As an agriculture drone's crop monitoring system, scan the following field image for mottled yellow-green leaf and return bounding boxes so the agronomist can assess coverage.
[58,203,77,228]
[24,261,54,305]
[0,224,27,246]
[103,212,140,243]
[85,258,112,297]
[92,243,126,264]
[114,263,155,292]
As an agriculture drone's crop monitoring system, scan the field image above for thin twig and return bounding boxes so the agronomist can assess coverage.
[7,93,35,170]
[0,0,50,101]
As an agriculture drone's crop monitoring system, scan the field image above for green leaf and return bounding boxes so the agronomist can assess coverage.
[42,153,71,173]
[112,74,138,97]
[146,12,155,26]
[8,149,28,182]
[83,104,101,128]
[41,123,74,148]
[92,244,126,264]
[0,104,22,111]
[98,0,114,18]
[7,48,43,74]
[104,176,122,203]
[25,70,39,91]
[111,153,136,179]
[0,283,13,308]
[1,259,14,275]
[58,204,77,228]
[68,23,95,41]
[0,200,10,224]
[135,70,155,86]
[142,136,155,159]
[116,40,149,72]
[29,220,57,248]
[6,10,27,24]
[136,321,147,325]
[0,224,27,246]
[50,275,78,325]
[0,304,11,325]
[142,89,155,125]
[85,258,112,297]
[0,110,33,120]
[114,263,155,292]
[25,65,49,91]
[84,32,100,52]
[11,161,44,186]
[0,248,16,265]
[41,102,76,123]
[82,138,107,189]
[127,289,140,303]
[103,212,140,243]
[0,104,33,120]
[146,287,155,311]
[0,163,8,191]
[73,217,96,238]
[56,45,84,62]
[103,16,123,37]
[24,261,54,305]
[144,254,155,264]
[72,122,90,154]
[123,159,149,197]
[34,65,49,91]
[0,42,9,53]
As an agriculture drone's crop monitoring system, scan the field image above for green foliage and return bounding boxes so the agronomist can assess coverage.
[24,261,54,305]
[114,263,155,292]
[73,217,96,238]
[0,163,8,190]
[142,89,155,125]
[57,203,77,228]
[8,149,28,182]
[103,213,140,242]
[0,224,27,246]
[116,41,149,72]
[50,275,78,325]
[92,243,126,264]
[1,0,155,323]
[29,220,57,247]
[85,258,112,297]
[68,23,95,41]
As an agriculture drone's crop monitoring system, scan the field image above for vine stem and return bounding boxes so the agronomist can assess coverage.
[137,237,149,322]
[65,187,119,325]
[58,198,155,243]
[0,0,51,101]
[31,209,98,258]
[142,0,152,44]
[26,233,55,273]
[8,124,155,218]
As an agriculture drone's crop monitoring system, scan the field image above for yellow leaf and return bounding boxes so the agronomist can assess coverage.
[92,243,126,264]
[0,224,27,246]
------------------------
The response should be the lines from the one containing "above for yellow" through the last line of the data, set down exactly and with no other line.

[Problem solution]:
As an agriculture drone's crop monitoring system, scan the field image above for yellow leaf and return bounding boxes so the agronomist can assess coverage.
[92,243,126,264]
[0,224,27,246]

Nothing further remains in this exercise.